Dokument źródłowy:
@Netman A jechałeś kiedyś Citroenem CX?
Aktualne Audi A8 do felg nie dorasta.
Forum > Tematy dowolne > Autko: zakup używki za ok. 10~12 tys. zł. = co brać? :?
Wysłane 2013-08-07 22:35 , Edytowane 2013-08-07 22:36
Wysłane 2013-08-07 22:37 , Edytowane 2013-08-07 22:38
@Netman Nie mam na myśli samego faktu jeżdżenia klasykiem, a czystego komfortu oferowanego przez fotele, czy pracę zawieszenia, albo wspomagania kierownicy.
Wysłane 2013-08-07 22:44 , Edytowane 2013-08-07 22:46
@Maveriq
Jeździłem nie jednym starszym autem, w małych i w tych większych (w tym nawet busiki ).
Żadne nie nazwałbym komfortowym w porównaniu do swojego Golfa V z końca produkcji.
Ostatnio miałem okazję przejechać się Golfem VI prosto z salonu - po prostu mój się chowa w tle.
Z kolei można wyczytać na necie, że VII prześciga pod każdym względem VI
Technologia ciągle idzie do przodu.
Wysłane 2013-08-07 22:54 , Edytowane 2013-08-07 22:56
@Netman Powiadasz, że nie ma to jak komfort nowego, wybajerowanego auta?
Coś w tym stylu?
Wysłane 2013-08-07 22:56 , Edytowane 2013-08-07 22:57
@spider_co
Ja tylko mówię, że za komfort się płaci. Zawsze płaciło.
A ile on jest warty w przypadku samochodów, to już sprawa indywidualna.
Wysłane 2013-08-07 22:59 , Edytowane 2013-08-07 23:01
@Netman "Żadne nie nazwałbym komfortowym w porównaniu do swojego Golfa V z końca produkcji. "
I już wiem kto kupuje golfy
Znam bardziej komfortowe samochody niż golf V... Ale nie będziemy się teraz spierać który jest lepszy, tylko proszę nie mówić że jest to nie wiem jak komfortowy samochód. Co najwyżej wygodny...
@Maveriq Taki typ ludzi lubię najbardziej Walić ekonomię, liczy się fun
Też wolę jeździć 10 letnim samochodem ale móc założyć sobie do niego sportowe opony i przy nim pomodzić.

Dane do przetworzenia:

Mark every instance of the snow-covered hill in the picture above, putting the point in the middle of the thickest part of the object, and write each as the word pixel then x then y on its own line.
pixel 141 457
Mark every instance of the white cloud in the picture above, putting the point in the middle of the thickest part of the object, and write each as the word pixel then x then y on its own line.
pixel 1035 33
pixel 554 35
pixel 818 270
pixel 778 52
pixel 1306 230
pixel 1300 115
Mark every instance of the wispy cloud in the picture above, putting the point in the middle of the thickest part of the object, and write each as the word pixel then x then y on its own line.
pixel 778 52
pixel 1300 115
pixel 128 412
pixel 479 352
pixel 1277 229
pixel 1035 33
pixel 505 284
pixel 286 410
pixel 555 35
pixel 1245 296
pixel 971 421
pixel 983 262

Treść polecenia 1: Przeredaguj zwięźlej akapit dokumentu źródłowego zaczynający się od słów „Znam bardziej komfortowe samochody”, zachowując jego główne informacje.
Treść polecenia 2: Zamień "thickest part" na "widest part" w rekordach od wiersza zawierającego "Mark every instance of the white" do ich końca i przepisz te wiersze, nie zmieniając niczego innego.

Wynik ćwiczenia 1: Istnieją samochody bardziej komfortowe niż Golf V. Bez spierania się o to, który jest lepszy, nie należy nazywać go bardzo komfortowym, co najwyżej wygodnym.

Wynik ćwiczenia 2:
Mark every instance of the white cloud in the picture above, putting the point in the middle of the widest part of the object, and write each as the word pixel then x then y on its own line.
pixel 1035 33
pixel 554 35
pixel 818 270
pixel 778 52
pixel 1306 230
pixel 1300 115
Mark every instance of the wispy cloud in the picture above, putting the point in the middle of the widest part of the object, and write each as the word pixel then x then y on its own line.
pixel 778 52
pixel 1300 115
pixel 128 412
pixel 479 352
pixel 1277 229
pixel 1035 33
pixel 505 284
pixel 286 410
pixel 555 35
pixel 1245 296
pixel 971 421
pixel 983 262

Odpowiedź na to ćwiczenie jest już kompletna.